Consegna
Scrivi il seguito del brano sulla lettera a Don Camillo riportato più sotto, riprendendo subito dopo la sua ultima frase.

Estratto scelto
---+---

A cura di Francesco Severa – E’ il 19 maggio 1966 quando Giovannino Guareschi pubblica su “Il Borghese” l’ennesima lettera indirizzata al suo Don Camillo, uno dei principali personaggi che popolano le sue opere letterarie. Una lettera (questo il link per leggerla – http://www.unavox.it/ArtDiversi/div052_GuareschiADon.htm ) che riesce, con lo stile pungente tipico dello scrittore emiliano, a riassumere i tanti dubbi che le innovazioni portate dal Concilio Vaticano II avevano sollevato in una non piccola parte dei fedeli cattolici. Oggi, senza nessun tentativo di imitazione o di paragone con l’uomo dei paradossi, per dirla con Marcello Veneziani, proviamo ad esprimere un’opinione sui tanti cambiamenti che la Chiesa sta oggi attraversando, scrivendo una lettera indirizzata, come Guareschi quarantanove anni fa, proprio al protagonista del “Mondo piccolo”.

---+---

Dati del dataset:
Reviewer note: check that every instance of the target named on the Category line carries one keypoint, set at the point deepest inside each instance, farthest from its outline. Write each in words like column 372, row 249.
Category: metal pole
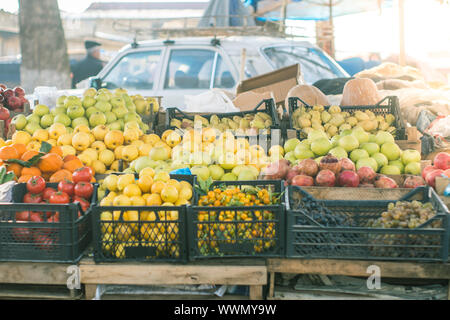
column 401, row 12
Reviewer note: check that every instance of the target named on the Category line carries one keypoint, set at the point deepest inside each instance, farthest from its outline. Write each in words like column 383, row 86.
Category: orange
column 32, row 171
column 8, row 152
column 28, row 155
column 24, row 179
column 16, row 168
column 21, row 149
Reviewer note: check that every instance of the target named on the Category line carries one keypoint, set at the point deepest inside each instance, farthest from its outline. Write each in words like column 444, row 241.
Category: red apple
column 442, row 161
column 19, row 92
column 431, row 177
column 303, row 181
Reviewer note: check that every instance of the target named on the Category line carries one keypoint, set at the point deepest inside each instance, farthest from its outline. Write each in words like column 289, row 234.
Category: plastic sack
column 46, row 96
column 213, row 101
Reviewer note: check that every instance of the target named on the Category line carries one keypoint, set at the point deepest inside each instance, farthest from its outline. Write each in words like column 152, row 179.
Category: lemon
column 145, row 183
column 162, row 176
column 157, row 187
column 154, row 200
column 138, row 201
column 147, row 172
column 122, row 200
column 125, row 180
column 185, row 194
column 169, row 194
column 132, row 190
column 174, row 183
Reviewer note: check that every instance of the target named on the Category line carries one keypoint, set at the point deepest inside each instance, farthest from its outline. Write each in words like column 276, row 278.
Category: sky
column 78, row 6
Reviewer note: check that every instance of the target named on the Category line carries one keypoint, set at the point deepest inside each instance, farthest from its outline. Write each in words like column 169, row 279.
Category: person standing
column 90, row 66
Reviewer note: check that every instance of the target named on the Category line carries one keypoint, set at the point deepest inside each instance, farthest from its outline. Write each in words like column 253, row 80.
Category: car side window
column 190, row 69
column 134, row 71
column 223, row 77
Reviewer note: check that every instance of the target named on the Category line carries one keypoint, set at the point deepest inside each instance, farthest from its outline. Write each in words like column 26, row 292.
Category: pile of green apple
column 95, row 108
column 378, row 151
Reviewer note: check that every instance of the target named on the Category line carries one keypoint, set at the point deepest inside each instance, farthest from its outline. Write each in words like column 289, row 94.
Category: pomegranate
column 385, row 182
column 366, row 185
column 367, row 174
column 308, row 167
column 326, row 178
column 303, row 181
column 442, row 161
column 348, row 179
column 291, row 174
column 427, row 170
column 331, row 163
column 347, row 165
column 277, row 170
column 431, row 177
column 412, row 182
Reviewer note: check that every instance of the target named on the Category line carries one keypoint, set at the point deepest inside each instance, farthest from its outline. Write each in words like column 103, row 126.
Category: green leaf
column 45, row 147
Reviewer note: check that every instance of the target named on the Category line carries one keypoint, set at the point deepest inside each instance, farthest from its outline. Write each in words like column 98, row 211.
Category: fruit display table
column 36, row 280
column 248, row 273
column 355, row 268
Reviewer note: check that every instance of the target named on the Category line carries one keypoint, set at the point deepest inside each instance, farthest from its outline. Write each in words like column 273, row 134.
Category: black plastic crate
column 267, row 106
column 340, row 230
column 389, row 105
column 64, row 241
column 238, row 231
column 140, row 234
column 144, row 242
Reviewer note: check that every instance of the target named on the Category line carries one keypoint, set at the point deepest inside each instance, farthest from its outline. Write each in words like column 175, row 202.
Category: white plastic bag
column 213, row 101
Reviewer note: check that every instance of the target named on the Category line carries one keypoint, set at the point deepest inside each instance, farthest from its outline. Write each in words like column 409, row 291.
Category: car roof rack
column 172, row 28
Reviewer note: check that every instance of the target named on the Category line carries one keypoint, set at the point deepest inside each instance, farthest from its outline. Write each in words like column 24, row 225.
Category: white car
column 190, row 66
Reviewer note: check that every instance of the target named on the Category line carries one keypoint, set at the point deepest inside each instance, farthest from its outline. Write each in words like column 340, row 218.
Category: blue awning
column 319, row 9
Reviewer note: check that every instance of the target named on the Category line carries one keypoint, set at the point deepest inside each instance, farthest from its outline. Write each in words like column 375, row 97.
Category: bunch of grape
column 406, row 215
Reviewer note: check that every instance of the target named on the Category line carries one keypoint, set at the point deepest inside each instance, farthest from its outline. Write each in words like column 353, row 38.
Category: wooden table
column 252, row 274
column 356, row 268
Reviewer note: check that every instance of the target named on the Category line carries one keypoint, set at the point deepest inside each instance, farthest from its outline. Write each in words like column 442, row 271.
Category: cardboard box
column 274, row 85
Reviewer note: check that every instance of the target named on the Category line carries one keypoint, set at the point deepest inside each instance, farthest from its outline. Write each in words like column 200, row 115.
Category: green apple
column 75, row 111
column 80, row 121
column 97, row 119
column 47, row 121
column 58, row 110
column 391, row 170
column 358, row 154
column 120, row 112
column 103, row 106
column 371, row 148
column 103, row 96
column 90, row 111
column 41, row 110
column 290, row 145
column 201, row 172
column 32, row 127
column 413, row 168
column 88, row 102
column 110, row 117
column 410, row 156
column 62, row 118
column 216, row 172
column 34, row 118
column 381, row 159
column 339, row 152
column 367, row 162
column 72, row 101
column 19, row 121
column 91, row 92
column 391, row 151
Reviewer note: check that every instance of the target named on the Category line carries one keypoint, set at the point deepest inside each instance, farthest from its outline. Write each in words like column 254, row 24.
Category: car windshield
column 315, row 65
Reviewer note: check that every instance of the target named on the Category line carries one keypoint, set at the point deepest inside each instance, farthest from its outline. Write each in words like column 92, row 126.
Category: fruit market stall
column 212, row 198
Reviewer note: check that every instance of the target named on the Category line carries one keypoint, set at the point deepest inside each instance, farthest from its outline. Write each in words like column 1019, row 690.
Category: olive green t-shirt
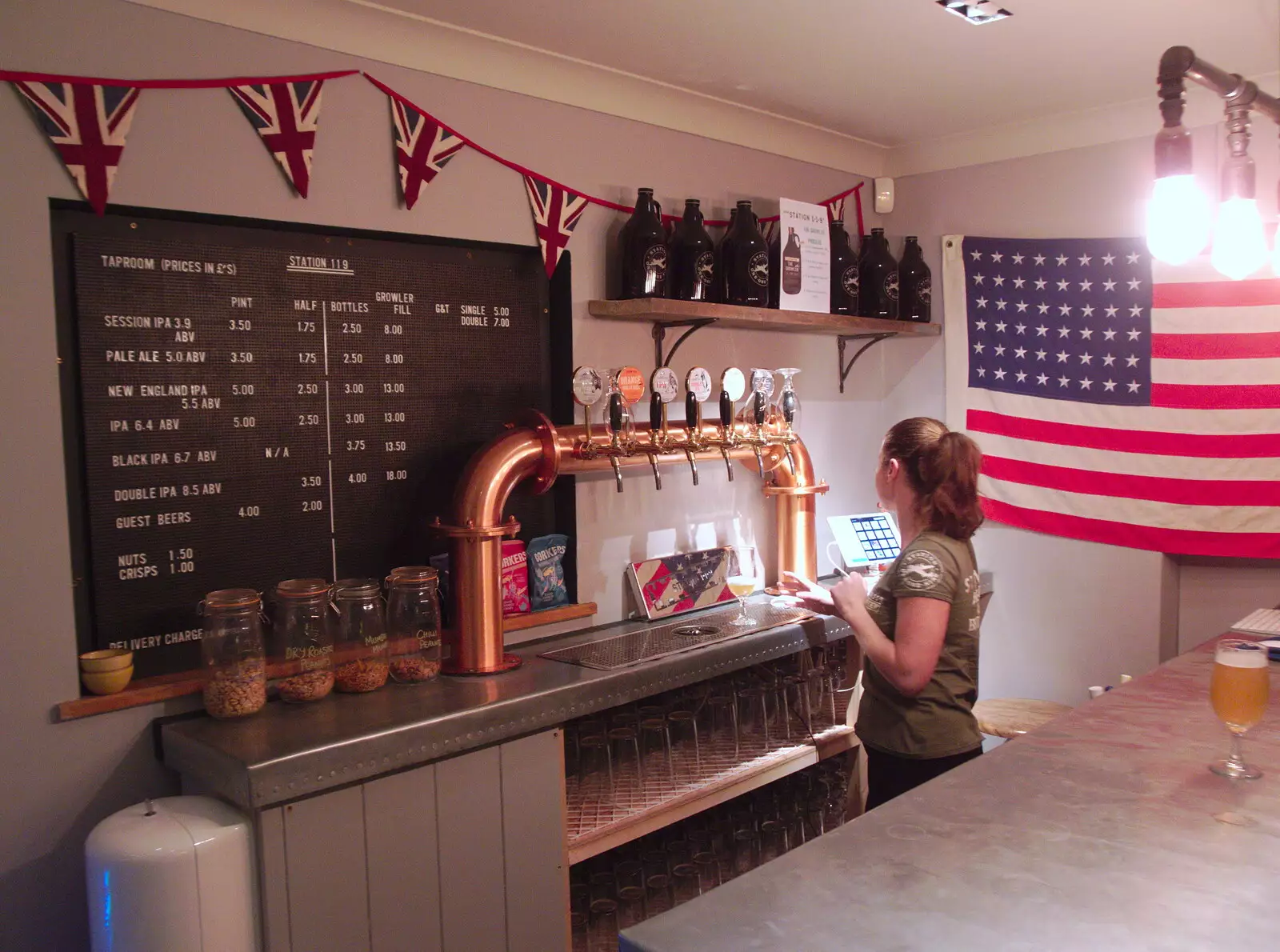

---+---

Risultato atteso
12 novembre 2015
Caro Don Camillo,
non Le scrivo certo con l’intenzione di imitare – non potrei nemmeno pensarlo – quel G.G., che ci ha raccontato, con il genio della semplicità, la profonda umanità del “Mondo piccolo”, ma al contrario perchè sono sicuro che Lei potrà capire, meglio di tanti altri, il grande disagio di chi non sente sue le nuove sorti che si prospettano per la Cristianità. E pur sapendo che l’obbligo di un buon cristiano è “di intrattenere – diceva un uomo del Concilio come Henri de Lubach – una certa diffidenza di principio riguardo il proprio giudizio” quando si parla degli insegnamenti di Santa Romana Chiesa, è anche per lui doveroso contribuire attivamente alla scelta del cammino che il popolo di Dio vuole intraprendere.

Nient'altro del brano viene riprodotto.